## [TRY IT]
Return the entries below in their exact form, leaving the pictures out.
────────────────────
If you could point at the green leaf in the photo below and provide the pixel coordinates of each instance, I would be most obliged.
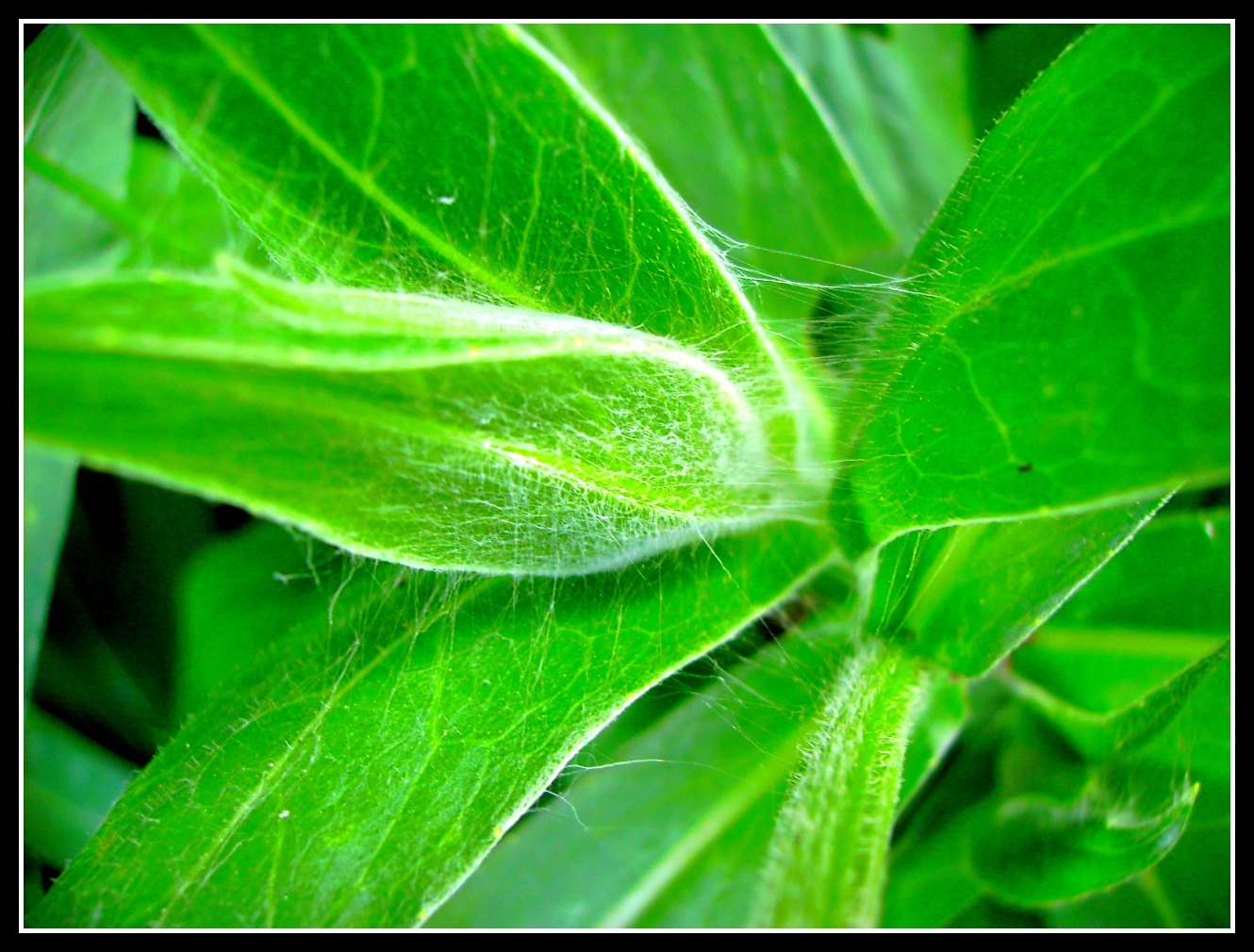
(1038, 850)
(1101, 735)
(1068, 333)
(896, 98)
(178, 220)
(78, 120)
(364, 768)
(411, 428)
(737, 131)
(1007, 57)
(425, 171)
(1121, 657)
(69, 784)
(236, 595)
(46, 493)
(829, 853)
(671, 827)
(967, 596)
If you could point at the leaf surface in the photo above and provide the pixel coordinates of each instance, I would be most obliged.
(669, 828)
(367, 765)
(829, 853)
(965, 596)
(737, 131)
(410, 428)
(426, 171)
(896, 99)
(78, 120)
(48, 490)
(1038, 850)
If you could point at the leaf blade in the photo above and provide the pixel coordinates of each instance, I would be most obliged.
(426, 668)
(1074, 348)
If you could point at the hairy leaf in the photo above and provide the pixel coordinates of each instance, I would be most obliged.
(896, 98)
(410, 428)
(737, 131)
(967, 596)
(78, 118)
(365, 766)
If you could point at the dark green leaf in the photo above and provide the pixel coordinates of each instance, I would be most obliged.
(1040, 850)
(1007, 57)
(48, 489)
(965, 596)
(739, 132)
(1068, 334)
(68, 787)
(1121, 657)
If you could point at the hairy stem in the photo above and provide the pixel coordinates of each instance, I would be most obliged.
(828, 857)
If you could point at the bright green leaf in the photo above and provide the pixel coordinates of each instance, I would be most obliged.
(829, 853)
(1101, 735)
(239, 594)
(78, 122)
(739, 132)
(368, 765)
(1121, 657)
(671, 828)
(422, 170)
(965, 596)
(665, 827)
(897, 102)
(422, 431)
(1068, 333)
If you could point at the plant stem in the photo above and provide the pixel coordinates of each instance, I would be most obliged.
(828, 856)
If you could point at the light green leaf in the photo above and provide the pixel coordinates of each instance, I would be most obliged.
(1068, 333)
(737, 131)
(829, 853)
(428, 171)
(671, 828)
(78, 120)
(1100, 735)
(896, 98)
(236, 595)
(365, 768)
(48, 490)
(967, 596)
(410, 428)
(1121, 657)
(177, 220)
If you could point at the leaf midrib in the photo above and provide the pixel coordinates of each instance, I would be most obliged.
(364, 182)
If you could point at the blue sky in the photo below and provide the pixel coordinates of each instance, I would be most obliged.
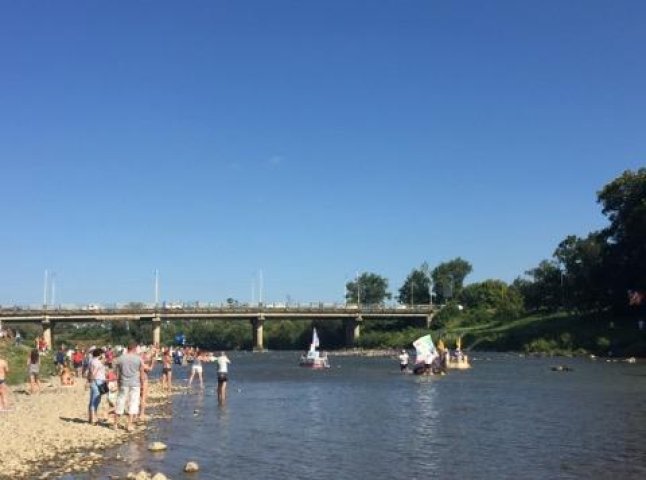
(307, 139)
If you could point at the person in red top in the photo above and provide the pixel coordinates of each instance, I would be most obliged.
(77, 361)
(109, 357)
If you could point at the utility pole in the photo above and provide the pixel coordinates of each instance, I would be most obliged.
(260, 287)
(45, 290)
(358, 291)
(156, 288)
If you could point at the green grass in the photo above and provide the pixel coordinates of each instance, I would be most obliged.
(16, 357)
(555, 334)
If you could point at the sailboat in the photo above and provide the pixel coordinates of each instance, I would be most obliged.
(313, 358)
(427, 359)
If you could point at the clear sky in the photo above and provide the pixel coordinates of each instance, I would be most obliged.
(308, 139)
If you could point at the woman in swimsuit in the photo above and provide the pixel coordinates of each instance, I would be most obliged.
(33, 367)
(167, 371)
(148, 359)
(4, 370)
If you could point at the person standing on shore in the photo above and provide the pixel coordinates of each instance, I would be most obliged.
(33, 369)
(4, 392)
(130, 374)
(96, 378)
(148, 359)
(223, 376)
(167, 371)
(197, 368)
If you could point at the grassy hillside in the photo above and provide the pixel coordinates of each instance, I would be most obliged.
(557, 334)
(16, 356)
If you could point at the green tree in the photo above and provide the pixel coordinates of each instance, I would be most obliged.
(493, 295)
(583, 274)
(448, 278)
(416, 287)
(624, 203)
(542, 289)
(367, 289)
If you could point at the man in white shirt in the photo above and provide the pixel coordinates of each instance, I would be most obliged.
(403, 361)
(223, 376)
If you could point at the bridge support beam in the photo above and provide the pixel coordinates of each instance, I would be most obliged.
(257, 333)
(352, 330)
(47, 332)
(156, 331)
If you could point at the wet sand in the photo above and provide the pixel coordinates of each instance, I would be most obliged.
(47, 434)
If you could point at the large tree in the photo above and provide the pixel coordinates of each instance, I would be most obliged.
────────────────────
## [RESULT BELOW]
If you could point at the green leaf in the photo below and provide the pixel coordinates of each instance, I would be most obliged.
(1038, 850)
(1101, 735)
(1068, 333)
(896, 98)
(178, 220)
(78, 120)
(364, 768)
(411, 428)
(737, 131)
(1007, 57)
(425, 171)
(1121, 657)
(69, 784)
(236, 595)
(46, 493)
(829, 853)
(671, 827)
(967, 596)
If you could point at the leaf surface in the photo above and provide the pixel coordinates of each instance, I would be most obliged.
(669, 828)
(367, 765)
(829, 853)
(965, 596)
(737, 131)
(410, 428)
(426, 171)
(896, 99)
(78, 120)
(48, 490)
(1038, 850)
If you could point at the leaf blade in the photo above and provide the pixel coordinates of each instance, I would be most obliged.
(426, 668)
(1074, 348)
If you could point at the hairy leaf in the photo above and provide the pixel coordinates of each instance, I would be most obliged.
(896, 98)
(410, 428)
(737, 131)
(967, 596)
(78, 118)
(365, 766)
If you could point at the dark green leaf in the photo above and provide the pixel coordinates of each instance, I would be most obliged.
(1040, 850)
(1007, 57)
(48, 489)
(965, 596)
(739, 132)
(1068, 334)
(68, 787)
(1121, 657)
If you could point at the hairy stem in the photo above and provide the pixel coordinates of each instance, I would be most obliged.
(828, 857)
If you could point at the bright green leaf in the photo above and provide the pixel coordinates of each instance, I would be most obliged.
(829, 853)
(1101, 735)
(239, 594)
(78, 122)
(739, 132)
(368, 765)
(1121, 657)
(671, 828)
(422, 170)
(965, 596)
(665, 827)
(897, 102)
(422, 431)
(1068, 333)
If you could point at the plant stem in the photo above and provide the pixel coordinates of each instance, I would be most obliged.
(828, 856)
If you could point at the light green leaf in the photo above and provide the pixel coordinates of each instance, I would be most obliged.
(1068, 333)
(737, 131)
(829, 853)
(428, 171)
(671, 828)
(78, 120)
(1100, 735)
(896, 98)
(236, 595)
(365, 768)
(48, 490)
(967, 596)
(410, 428)
(1121, 657)
(177, 220)
If you could point at the leaf midrib in the photo above and provide the pixel coordinates of each instance, I would be most obliged.
(364, 182)
If you could point at the blue sky in the photo below and provide the pixel coordinates of each instance, I would be most obliged.
(307, 139)
If you could point at the person in red top in the photo above and provide the pixel coordinates of each instance, I would be most obliged.
(77, 361)
(109, 357)
If you could point at the utility pole in the photo above and provide the pixel coordinates of each instance, I would be most obliged.
(260, 287)
(45, 290)
(358, 291)
(156, 288)
If you could point at the green grass in the photo above and provide the pixel coordinates of each instance, I would be most obliged.
(16, 357)
(555, 334)
If you could point at the sailboat in the photo above and provide the pixel coordinates of each instance, I would be most obliged.
(313, 358)
(427, 359)
If you could point at the clear sky in the photo above and provide the pixel coordinates of each instance, I would be most obliged.
(308, 139)
If you could point at the woman in swimsuit in the photo above and provide the pixel coordinates of each instance, I would be most obliged.
(33, 367)
(167, 371)
(148, 359)
(4, 370)
If you could point at the person standing on shore in the photo above and provide the pixel coordinates of each instance, I would be most obliged.
(33, 369)
(4, 392)
(130, 374)
(96, 378)
(148, 359)
(223, 376)
(167, 371)
(197, 368)
If you could point at the grassy hillside in the photo above and provide the pixel coordinates of each instance, I would be most obliged.
(557, 334)
(16, 356)
If you could point at the green tree in the photo above and provide the pixel coordinates of each instance, I would be most obliged.
(493, 295)
(583, 274)
(448, 278)
(416, 287)
(624, 203)
(542, 289)
(367, 289)
If you could point at the man in white shirt in the photo above and provide the pixel coordinates of each instance, I would be most obliged.
(403, 361)
(223, 376)
If you could point at the bridge support beam in the photo above and provide the pixel coordinates of each instance, I would be most obliged.
(257, 333)
(352, 330)
(47, 332)
(156, 331)
If you could point at the wet sand in the photo above and provide the pixel coordinates of each instance, I would be most obliged.
(47, 434)
If you could point at the large tree in the photo above and provide the pixel coordinates of each instance, I would be most obliged.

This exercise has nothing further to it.